The Wall Street Journal ran this youthful photograph of Supreme Court Nominee Elena Kagan playing softball to question whether or not she is a lesbian.

Is She or Isn’t She?

I am thrilled as we approach the Senate battle over the confirmation of Elena Kagan. I feel the same way I would feel if my sports team were heavily favored on the verge of the championship game. Not just favored, but favored to beat a hated rival. After suffering through Roberts and Alito, I am very, very pleased to be on the winning end of another one of these classic conflicts, and I look forward with relish to the anguish from conservatives as the 50-year-old Kagan takes her seat on the bench.

First things first. Kagan smokes cigars, drinks and the Wall Street Journal ran an old photo of Elena playing softball, but it seems clear that the unmarried brainiac is not gay. Politico ran a piece which cited Kagan’s law school roommate, who recalled nights of chatting about eligible men and said she was posted as a lookout for single guys for Kagan. Even Eliot Spitzer told the press that although he never dated Kagan, he knew other men that did. 

I know, I know. She looks gay, and a lot of us 50-something lesbians dated men in college. But you know what? It doesn’t matter. Although she is brilliant, successful and reportedly funny and nice, she clearly does not have much of a social life for whatever reason. Nor can I uncover any scuttlebutt from friends of friends of friends. Naturally I have tried.

What matters more is that Kagan is on record in support of gay civil rights, and she has a powerful judicial intellect. One theme that has emerged since her nomination was announced on Monday is the notion that Kagan was picked to be the “fifth justice,” not the fourth, meaning that she was selected for her ability to put together a majority on the center left rather than stand on principle in dissent. Presumably, her strong record as a consensus builder at Harvard Law fed into this theme.

In response, pundits have pointed out that the conservatives on the Court are not going to be “convinced” to change their minds on core constitutional issues, regardless of Kagan’s powers of persuasion. But this notion simplifies the role of the Supreme Court. The relatively few cases that reach the justices can be decided on broad or narrow grounds. They can be decided on one or more of several constitutional issues. They can break new ground, reinforce settled law, or carve a nuanced distinction into existing case law. It’s not a question of Kagan convincing Justice Thomas to take a liberal stand. It’s a question of Kagan convincing four justices to follow her down one path or another.

**Stated exercise**: Extract the passage of the commentary on Elena Kagan's nomination from "I am thrilled" to "on the bench.", copying it word for word. The records that come next are separate material and are not part of the commentary on Elena Kagan's nomination.

**Data excerpts**:
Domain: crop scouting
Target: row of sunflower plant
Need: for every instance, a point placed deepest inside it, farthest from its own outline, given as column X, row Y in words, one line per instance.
...
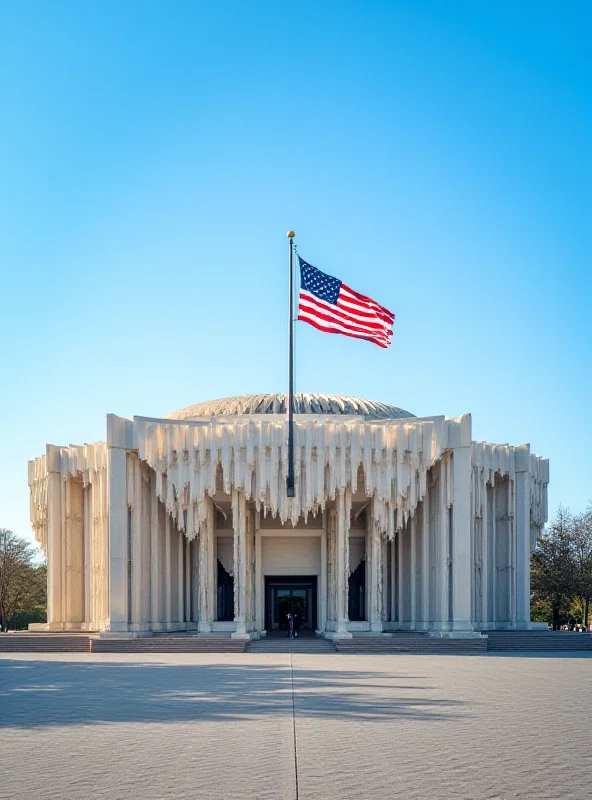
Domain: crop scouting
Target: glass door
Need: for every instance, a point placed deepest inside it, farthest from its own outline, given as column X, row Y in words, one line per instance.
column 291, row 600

**Complete answer**:
I am thrilled as we approach the Senate battle over the confirmation of Elena Kagan. I feel the same way I would feel if my sports team were heavily favored on the verge of the championship game. Not just favored, but favored to beat a hated rival. After suffering through Roberts and Alito, I am very, very pleased to be on the winning end of another one of these classic conflicts, and I look forward with relish to the anguish from conservatives as the 50-year-old Kagan takes her seat on the bench.